» **TASK GOAL**
Write out exactly, please, the lines from the one containing "Would you be willing to put a dot on the wrist" to the end of the material.

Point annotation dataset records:
..........
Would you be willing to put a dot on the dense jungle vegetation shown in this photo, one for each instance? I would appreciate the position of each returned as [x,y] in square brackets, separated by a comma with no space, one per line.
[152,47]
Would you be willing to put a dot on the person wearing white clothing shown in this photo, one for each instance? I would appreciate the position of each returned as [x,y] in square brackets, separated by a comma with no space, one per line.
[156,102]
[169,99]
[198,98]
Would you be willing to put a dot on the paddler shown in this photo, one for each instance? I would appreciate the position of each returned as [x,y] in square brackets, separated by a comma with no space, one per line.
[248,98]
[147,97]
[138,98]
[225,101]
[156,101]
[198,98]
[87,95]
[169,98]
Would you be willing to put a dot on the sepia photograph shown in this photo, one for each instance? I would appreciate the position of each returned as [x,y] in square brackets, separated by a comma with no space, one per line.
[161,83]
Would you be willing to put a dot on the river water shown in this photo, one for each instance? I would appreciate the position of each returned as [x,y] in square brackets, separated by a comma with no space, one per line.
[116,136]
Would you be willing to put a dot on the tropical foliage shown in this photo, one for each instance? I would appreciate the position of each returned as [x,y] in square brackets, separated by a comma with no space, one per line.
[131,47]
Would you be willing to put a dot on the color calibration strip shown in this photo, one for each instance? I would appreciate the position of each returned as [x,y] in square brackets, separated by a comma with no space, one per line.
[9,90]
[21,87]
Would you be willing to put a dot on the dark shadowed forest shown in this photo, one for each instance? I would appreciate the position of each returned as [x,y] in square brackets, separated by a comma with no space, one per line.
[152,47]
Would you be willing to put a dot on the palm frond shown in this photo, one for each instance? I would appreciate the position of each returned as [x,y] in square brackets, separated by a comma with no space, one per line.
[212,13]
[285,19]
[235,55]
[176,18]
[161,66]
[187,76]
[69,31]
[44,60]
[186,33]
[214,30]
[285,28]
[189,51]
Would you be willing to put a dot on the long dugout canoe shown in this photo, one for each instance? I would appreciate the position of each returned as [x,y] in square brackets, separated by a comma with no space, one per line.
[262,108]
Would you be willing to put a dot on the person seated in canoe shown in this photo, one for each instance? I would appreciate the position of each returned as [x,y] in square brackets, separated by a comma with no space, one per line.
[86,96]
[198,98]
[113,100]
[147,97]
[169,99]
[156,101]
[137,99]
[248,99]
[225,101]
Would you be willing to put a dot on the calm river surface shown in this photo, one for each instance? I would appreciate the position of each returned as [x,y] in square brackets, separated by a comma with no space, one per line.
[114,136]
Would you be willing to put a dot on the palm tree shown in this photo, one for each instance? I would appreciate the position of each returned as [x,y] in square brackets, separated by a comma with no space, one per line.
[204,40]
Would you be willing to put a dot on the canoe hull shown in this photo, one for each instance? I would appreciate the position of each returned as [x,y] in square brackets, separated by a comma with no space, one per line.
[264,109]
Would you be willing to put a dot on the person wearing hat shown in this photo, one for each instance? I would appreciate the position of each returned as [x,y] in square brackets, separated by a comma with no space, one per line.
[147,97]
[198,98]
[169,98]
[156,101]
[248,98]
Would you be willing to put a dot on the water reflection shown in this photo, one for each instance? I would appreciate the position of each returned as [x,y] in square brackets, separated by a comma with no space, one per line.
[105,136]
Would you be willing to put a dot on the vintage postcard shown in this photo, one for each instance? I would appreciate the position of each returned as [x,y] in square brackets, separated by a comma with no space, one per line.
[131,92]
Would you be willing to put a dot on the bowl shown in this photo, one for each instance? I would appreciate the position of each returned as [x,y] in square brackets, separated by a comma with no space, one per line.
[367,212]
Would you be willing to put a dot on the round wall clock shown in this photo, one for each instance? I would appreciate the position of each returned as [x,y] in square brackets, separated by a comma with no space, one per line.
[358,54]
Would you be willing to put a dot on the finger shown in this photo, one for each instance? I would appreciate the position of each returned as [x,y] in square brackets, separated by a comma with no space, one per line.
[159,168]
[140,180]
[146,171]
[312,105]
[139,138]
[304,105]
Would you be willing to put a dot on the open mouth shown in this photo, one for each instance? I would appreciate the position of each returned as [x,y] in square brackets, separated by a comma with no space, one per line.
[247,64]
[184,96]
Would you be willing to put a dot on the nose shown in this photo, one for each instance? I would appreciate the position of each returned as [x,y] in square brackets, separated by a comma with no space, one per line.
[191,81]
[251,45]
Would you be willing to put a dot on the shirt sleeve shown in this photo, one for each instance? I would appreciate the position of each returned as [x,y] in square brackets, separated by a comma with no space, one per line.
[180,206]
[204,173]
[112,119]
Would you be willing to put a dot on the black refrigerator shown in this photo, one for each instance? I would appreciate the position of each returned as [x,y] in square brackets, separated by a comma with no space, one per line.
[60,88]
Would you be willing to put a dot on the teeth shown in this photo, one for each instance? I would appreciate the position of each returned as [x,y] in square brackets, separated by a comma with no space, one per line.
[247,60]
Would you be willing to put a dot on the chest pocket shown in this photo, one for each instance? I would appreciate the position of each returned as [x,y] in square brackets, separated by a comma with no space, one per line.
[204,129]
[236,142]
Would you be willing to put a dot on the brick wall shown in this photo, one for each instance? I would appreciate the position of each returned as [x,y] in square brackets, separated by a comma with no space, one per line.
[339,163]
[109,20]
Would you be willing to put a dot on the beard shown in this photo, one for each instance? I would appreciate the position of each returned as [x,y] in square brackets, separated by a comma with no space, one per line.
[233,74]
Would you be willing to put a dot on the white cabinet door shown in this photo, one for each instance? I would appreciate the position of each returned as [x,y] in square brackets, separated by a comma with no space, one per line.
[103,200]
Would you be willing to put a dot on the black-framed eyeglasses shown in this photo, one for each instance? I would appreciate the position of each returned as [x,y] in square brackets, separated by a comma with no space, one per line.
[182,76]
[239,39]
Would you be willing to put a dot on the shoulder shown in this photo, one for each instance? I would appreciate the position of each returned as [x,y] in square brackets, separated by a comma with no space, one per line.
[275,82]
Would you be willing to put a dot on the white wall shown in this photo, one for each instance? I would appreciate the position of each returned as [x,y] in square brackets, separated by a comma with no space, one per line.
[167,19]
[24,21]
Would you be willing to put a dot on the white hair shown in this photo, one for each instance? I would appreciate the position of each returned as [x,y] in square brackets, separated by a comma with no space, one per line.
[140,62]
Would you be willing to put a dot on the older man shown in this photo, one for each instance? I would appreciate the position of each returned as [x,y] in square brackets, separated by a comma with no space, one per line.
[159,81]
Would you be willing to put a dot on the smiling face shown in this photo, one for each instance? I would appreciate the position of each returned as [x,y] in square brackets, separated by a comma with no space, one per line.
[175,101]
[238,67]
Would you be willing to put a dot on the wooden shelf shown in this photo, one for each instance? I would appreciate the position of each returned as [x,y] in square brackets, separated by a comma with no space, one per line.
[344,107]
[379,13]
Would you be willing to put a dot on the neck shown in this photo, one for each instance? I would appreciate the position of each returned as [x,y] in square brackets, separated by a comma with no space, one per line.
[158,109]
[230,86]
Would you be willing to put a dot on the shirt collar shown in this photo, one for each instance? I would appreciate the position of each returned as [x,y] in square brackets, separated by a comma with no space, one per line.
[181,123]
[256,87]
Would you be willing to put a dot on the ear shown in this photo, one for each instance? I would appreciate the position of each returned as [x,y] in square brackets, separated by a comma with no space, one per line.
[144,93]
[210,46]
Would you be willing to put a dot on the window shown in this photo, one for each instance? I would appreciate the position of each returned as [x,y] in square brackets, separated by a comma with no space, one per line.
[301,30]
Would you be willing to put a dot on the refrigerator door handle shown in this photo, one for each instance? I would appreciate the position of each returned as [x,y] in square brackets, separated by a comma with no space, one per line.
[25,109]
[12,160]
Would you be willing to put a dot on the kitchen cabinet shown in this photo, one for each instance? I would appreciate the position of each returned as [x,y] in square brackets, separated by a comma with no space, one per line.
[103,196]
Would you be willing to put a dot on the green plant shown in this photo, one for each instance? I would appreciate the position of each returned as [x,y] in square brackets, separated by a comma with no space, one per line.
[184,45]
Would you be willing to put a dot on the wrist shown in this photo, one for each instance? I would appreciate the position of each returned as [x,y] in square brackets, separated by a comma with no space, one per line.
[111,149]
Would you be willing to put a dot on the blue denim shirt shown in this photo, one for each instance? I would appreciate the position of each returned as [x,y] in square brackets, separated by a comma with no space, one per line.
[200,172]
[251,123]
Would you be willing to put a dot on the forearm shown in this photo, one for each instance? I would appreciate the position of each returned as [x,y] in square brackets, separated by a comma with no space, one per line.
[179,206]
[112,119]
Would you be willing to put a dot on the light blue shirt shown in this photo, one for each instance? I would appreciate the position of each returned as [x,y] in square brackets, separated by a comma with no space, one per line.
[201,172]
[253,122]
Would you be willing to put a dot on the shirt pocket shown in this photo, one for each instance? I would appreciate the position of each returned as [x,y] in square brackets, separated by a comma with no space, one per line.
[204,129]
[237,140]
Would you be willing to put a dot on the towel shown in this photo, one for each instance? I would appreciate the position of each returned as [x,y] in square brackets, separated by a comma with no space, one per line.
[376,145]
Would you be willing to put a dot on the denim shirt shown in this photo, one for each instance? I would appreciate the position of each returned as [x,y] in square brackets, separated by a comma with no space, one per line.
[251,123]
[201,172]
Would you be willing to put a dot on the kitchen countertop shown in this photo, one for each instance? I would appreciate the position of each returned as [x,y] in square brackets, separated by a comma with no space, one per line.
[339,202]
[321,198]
..........
» **REPLY**
Would you be willing to put a dot on the wrist shown in this photo, one for each instance? I would appreciate the position of each returned as [x,y] in square brackets, separated by a comma with no space, one per line.
[111,149]
Would you be willing to put a dot on the blue denim shirt shown in this photo, one for each instance? I would appreciate the position of each returned as [x,y] in square brackets, separated by a comma with no space, one per line.
[200,172]
[251,123]
Would you be willing to put a dot on the forearm shown in this photo, one for each instance? I would appreciate the position of each returned as [x,y] in square brackets, separated by a comma with no space, one per line.
[179,206]
[112,119]
Would you be willing to put a dot on the light blue shirt shown in this photo, one for each instance? I would appreciate the position of each returned as [x,y] in square brackets, separated by a comma with no space, one per line.
[201,172]
[253,122]
Would you be willing to put a dot on the shirt pocket shown in this photo, one for each instance? I would appreciate the position of each returned as [x,y] in square brackets, separated by a comma with no space, one per line.
[204,129]
[237,140]
Would you be willing to put a dot on the towel shown in this photo, one for each instance? I would appreciate the position of each returned as [x,y] in square brackets, separated by a comma with no space, one per line.
[376,145]
Would you be willing to put a dot on the denim shirt shown in this photo, one for each instance? I would appreciate the position of each returned as [x,y] in square brackets, separated by a comma with no space, one per line.
[251,123]
[201,172]
Would you be willing to put a dot on the kitchen countertop shown in this photo, one for each instance? I would appreciate the position of each returned as [x,y] in square brackets, separated by a comma with no space, one per line.
[339,202]
[321,198]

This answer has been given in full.